[begin Data records]

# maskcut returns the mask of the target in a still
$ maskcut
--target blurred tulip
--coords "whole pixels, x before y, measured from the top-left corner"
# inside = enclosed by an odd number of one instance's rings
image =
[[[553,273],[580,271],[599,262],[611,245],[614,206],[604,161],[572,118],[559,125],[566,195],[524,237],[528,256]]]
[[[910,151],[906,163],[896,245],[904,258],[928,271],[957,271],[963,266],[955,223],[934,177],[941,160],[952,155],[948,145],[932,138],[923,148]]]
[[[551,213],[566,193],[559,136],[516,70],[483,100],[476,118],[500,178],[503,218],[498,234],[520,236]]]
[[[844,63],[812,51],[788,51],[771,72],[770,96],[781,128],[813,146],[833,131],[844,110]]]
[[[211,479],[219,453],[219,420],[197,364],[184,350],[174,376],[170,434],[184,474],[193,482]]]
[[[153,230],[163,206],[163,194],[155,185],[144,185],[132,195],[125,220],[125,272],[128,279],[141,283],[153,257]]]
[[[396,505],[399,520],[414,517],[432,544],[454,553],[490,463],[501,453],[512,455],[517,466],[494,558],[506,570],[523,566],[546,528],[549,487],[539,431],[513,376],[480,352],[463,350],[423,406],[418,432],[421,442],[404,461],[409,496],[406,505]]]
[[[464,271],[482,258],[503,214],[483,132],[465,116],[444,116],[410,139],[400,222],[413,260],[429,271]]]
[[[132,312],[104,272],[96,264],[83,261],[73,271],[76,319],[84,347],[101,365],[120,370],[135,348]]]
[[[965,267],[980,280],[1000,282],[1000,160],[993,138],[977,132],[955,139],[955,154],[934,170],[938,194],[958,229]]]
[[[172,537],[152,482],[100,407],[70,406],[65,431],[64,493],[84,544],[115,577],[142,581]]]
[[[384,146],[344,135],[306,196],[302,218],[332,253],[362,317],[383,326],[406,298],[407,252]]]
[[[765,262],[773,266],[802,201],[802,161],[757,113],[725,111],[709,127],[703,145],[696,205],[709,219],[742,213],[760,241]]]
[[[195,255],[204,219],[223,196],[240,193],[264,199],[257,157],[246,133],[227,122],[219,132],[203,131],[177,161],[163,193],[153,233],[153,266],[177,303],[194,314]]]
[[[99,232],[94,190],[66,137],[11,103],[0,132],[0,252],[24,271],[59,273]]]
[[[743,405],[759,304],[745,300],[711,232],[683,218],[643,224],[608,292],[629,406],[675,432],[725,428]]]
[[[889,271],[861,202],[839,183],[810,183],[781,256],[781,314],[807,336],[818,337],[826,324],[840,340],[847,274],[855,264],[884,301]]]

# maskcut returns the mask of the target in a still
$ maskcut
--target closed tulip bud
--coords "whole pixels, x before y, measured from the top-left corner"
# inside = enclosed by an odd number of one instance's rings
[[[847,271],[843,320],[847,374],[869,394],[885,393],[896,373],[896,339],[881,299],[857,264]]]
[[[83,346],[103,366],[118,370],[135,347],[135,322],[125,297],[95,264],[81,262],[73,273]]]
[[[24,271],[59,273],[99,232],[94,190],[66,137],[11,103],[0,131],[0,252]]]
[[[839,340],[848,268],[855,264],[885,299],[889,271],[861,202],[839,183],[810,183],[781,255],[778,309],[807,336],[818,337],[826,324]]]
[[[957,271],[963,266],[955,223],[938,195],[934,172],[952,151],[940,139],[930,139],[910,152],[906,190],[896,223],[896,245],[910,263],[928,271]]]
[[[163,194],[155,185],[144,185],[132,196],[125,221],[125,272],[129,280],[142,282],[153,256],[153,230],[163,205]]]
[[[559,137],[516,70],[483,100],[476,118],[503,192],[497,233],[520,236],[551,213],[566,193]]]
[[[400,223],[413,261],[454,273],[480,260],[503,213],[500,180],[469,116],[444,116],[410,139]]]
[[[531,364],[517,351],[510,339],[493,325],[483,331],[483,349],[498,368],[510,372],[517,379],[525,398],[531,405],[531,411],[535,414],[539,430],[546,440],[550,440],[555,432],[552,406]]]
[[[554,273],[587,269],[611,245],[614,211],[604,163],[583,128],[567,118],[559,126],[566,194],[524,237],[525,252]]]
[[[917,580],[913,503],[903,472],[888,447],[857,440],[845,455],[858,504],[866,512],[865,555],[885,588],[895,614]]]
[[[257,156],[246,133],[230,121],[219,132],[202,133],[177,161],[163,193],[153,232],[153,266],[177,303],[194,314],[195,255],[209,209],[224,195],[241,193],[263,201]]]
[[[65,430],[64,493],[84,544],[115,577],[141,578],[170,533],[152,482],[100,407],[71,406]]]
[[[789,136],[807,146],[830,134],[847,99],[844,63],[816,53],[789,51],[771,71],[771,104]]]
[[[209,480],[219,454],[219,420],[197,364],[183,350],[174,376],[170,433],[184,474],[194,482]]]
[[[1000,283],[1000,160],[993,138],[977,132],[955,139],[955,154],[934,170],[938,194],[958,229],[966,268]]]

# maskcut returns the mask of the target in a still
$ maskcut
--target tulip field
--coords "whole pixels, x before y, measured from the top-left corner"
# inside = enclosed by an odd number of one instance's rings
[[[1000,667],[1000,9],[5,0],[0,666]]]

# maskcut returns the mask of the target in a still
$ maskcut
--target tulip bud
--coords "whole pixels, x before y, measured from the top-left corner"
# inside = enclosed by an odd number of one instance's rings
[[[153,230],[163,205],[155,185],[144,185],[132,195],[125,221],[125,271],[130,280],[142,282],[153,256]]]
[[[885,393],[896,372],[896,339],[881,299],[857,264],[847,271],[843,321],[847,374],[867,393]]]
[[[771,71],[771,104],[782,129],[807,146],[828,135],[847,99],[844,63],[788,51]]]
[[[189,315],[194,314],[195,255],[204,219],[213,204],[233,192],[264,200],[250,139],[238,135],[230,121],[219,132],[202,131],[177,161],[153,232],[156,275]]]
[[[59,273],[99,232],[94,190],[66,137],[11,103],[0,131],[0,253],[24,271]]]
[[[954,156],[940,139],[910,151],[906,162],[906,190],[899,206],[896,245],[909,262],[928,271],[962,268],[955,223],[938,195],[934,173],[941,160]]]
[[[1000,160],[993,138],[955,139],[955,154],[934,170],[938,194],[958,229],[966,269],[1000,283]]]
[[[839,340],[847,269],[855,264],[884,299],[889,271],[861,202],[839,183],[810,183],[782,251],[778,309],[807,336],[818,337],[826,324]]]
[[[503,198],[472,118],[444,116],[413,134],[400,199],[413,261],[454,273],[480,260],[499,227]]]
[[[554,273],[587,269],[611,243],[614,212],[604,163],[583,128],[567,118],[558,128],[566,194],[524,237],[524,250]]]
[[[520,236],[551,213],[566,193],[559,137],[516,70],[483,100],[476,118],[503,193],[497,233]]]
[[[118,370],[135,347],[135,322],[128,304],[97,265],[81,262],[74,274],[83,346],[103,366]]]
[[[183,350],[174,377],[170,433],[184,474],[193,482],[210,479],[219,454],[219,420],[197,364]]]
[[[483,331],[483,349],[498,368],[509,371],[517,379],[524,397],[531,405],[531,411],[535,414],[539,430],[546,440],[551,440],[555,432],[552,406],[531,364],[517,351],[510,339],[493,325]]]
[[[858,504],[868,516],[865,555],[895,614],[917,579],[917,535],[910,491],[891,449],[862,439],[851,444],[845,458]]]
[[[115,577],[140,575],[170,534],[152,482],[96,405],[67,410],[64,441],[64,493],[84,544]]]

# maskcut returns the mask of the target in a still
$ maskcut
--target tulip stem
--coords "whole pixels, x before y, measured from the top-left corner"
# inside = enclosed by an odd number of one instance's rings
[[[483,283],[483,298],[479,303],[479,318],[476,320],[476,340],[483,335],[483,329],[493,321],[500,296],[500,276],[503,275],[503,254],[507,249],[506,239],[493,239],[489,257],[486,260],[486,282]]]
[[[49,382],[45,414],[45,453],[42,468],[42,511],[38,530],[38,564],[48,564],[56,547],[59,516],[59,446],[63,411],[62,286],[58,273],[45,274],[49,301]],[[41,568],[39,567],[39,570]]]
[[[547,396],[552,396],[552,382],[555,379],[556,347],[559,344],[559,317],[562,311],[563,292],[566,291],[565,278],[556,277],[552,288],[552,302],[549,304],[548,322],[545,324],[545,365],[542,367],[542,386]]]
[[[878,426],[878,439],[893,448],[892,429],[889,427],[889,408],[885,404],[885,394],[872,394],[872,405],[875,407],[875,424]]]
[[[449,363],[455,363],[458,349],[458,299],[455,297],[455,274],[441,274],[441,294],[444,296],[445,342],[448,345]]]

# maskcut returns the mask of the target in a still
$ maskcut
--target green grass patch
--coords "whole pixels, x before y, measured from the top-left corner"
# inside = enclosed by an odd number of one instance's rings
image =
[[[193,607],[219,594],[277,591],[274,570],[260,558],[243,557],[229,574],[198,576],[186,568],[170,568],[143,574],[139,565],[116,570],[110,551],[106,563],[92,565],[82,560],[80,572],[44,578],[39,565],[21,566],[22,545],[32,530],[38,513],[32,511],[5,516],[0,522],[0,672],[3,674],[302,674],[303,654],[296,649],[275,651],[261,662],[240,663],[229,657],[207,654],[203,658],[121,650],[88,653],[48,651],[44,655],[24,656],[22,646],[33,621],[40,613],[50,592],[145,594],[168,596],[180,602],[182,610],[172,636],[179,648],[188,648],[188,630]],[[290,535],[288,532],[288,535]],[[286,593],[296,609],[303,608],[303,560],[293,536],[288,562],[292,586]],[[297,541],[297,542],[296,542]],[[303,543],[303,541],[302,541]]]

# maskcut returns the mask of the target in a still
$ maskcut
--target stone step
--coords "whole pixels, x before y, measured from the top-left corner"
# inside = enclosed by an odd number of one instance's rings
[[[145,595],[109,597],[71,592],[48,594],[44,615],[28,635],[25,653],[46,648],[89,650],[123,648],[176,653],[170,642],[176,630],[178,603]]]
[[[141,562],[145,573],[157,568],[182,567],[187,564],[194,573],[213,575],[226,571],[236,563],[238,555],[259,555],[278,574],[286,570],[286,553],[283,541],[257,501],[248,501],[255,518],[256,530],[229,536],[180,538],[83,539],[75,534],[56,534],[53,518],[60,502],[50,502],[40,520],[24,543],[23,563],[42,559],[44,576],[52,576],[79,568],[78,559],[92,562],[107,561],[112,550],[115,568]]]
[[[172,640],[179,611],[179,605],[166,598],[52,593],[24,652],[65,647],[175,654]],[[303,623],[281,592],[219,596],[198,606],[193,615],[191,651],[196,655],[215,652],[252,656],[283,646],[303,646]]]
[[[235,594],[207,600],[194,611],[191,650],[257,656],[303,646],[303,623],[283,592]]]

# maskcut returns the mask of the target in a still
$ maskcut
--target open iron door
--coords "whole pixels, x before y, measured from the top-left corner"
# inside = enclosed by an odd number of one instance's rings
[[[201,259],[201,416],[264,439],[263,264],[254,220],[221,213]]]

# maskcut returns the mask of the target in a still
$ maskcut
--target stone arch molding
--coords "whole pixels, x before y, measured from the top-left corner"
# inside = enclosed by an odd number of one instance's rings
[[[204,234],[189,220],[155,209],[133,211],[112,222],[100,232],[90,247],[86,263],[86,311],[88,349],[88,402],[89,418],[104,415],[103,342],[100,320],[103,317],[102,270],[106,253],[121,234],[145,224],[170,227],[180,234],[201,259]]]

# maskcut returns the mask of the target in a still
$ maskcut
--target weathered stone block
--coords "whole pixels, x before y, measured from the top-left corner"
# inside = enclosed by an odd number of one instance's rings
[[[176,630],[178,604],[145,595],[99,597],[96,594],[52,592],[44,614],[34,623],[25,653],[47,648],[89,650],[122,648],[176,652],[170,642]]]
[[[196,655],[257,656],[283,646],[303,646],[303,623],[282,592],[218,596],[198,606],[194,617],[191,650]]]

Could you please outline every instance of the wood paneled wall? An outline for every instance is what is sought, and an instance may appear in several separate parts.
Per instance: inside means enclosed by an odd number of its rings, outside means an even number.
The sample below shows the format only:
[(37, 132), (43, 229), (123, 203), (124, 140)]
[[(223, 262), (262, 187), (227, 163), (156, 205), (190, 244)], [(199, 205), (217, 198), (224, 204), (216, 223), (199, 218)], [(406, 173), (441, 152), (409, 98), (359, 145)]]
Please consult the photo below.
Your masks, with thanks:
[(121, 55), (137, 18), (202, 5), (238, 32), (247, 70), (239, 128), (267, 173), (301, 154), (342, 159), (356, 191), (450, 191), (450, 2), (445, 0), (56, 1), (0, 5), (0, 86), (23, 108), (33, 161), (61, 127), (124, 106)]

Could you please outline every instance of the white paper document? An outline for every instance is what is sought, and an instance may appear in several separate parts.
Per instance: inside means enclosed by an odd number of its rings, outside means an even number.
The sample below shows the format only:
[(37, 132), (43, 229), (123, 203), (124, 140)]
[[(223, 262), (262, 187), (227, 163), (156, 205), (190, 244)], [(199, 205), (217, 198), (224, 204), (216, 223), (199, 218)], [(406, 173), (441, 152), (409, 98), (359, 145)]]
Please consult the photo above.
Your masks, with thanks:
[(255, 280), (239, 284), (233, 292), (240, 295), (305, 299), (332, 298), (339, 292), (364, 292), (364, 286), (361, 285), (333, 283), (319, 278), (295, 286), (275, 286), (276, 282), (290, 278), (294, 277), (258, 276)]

[end Data records]

# Short problem
Please identify each line in the material above that contains the word "consult" and copy those lines in full.

# Worked answer
Please consult the photo below.
Please consult the photo above.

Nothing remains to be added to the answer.